[Point labeling data based on photographs]
□ □ □

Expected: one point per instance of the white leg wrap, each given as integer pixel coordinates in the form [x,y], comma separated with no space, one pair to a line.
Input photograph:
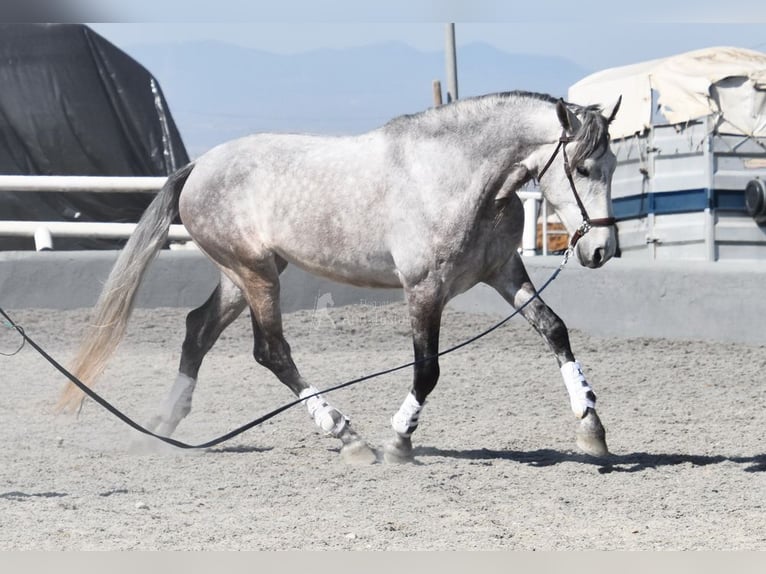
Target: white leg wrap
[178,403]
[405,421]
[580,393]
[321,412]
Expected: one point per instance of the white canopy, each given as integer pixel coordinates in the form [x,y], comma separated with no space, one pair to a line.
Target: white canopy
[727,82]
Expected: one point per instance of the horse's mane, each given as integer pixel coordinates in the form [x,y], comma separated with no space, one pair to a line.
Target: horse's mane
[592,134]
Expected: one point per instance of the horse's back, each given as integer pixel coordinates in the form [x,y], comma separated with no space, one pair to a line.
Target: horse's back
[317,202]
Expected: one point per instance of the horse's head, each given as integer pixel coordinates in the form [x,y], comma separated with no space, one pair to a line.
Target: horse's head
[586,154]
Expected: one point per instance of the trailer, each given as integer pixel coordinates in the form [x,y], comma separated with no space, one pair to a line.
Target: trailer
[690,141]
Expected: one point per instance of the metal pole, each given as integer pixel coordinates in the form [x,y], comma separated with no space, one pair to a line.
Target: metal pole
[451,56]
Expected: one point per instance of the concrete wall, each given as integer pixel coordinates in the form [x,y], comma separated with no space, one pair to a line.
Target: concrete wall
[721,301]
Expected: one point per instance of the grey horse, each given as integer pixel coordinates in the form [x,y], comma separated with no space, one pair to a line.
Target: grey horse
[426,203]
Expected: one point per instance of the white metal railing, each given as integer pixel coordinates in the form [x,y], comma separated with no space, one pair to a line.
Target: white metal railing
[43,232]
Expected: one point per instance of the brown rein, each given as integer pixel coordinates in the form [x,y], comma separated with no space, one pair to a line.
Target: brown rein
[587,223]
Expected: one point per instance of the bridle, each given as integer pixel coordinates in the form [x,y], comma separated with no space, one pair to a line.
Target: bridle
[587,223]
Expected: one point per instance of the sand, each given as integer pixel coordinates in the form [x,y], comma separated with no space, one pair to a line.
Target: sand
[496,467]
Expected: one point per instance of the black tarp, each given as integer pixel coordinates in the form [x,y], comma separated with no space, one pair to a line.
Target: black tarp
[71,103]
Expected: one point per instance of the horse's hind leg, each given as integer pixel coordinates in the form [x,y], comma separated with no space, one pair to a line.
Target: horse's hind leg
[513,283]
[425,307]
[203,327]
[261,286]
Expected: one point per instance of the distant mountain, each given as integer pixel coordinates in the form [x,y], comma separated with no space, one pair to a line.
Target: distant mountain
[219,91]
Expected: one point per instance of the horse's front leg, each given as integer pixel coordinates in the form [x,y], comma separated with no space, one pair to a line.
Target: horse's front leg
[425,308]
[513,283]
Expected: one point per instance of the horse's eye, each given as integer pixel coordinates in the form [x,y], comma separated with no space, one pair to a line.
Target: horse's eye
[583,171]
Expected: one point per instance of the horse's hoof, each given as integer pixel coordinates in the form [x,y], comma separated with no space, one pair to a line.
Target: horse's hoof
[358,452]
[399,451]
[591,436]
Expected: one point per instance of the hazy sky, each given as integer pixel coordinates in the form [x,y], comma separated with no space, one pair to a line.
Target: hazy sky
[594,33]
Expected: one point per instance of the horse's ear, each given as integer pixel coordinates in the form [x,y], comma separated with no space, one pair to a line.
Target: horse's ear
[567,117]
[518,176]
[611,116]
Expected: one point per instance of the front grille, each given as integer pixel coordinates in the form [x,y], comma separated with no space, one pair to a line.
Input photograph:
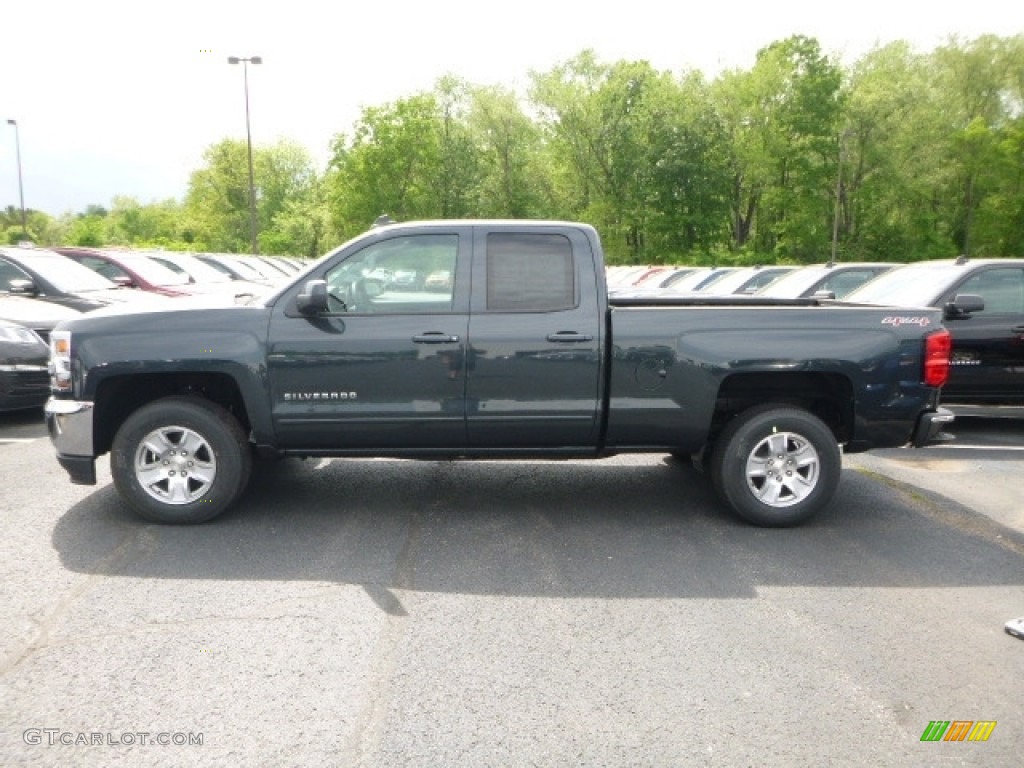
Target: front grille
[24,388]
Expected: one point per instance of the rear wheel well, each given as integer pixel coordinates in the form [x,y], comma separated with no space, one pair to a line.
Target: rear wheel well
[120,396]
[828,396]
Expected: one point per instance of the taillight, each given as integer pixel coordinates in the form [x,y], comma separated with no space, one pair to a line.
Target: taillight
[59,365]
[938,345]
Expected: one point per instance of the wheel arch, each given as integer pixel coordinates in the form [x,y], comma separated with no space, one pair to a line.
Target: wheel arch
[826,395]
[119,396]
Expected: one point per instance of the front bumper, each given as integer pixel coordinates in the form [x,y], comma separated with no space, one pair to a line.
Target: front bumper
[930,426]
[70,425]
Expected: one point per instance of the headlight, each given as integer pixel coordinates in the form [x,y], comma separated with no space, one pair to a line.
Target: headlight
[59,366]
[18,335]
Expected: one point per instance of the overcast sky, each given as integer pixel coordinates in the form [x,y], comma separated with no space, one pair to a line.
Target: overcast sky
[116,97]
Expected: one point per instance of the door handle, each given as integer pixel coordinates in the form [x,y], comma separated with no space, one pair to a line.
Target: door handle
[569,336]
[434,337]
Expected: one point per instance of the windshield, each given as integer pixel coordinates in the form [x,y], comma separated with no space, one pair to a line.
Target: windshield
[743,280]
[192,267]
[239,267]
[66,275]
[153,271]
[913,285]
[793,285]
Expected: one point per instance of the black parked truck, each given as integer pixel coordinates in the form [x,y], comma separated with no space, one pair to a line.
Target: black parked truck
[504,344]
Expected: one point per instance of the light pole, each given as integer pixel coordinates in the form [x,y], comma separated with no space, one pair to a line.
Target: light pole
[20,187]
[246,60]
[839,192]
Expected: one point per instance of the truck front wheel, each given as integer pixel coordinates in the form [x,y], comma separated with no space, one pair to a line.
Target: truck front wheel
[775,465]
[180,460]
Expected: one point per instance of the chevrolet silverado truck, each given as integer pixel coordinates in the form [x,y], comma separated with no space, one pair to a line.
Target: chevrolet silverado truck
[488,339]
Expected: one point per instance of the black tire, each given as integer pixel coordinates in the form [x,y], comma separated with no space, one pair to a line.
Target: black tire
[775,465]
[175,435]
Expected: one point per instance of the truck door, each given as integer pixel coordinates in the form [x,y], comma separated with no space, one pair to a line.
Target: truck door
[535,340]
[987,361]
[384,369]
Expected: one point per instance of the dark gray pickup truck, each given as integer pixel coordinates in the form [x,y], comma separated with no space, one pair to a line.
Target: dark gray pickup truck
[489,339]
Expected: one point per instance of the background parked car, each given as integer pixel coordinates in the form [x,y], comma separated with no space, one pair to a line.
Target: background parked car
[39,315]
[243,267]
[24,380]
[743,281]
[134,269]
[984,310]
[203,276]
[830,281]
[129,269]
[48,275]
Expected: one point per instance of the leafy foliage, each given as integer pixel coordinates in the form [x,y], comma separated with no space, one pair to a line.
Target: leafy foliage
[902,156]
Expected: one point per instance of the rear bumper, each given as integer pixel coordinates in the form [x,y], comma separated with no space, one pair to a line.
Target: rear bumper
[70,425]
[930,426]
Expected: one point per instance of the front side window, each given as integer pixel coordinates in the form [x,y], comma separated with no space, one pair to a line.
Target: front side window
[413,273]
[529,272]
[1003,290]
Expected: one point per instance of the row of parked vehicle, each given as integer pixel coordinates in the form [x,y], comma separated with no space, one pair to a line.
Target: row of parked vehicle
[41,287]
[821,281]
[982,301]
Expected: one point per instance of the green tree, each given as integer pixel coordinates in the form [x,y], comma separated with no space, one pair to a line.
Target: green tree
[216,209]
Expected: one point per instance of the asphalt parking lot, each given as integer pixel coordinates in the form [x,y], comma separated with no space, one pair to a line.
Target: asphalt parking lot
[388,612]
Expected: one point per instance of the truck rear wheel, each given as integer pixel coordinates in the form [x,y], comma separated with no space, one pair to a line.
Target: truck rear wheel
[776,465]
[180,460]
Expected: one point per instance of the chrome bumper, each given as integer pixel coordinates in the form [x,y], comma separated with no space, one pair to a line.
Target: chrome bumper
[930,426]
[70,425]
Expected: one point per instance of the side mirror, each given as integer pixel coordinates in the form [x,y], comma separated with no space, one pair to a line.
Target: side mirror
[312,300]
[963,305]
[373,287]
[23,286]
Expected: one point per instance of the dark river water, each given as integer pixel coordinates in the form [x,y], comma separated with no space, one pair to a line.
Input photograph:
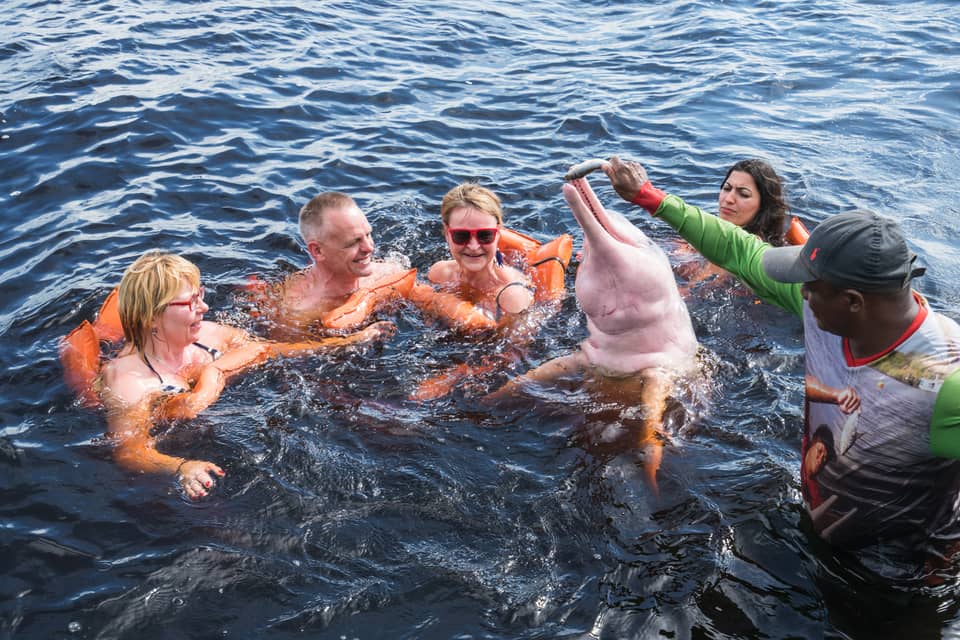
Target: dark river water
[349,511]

□ □ □

## Short exercise
Reproduce the entries verbatim, beginning with the line that contains "Expected: one point per instance of the chrome" and continuing through the end of the entries. Leave the pictures out of your answer.

## Full answer
Expected: one point per instance of the chrome bumper, each given as integer pixel coordinates in the form [x,y], comma separated with no space, one pair to a line.
Target: chrome bumper
[930,426]
[70,425]
Expected: one point per instance of the side mirror, each given as integer pixel coordinates in the form [x,y], comma separated with no space, one pair to a line.
Target: side mirror
[312,300]
[963,305]
[373,287]
[23,286]
Expected: one point per instance of the dark river water, each given as integer pixel coordinates in the form [x,y], comma separated with no space, one pair to a line.
Input photograph:
Target: dark river water
[349,511]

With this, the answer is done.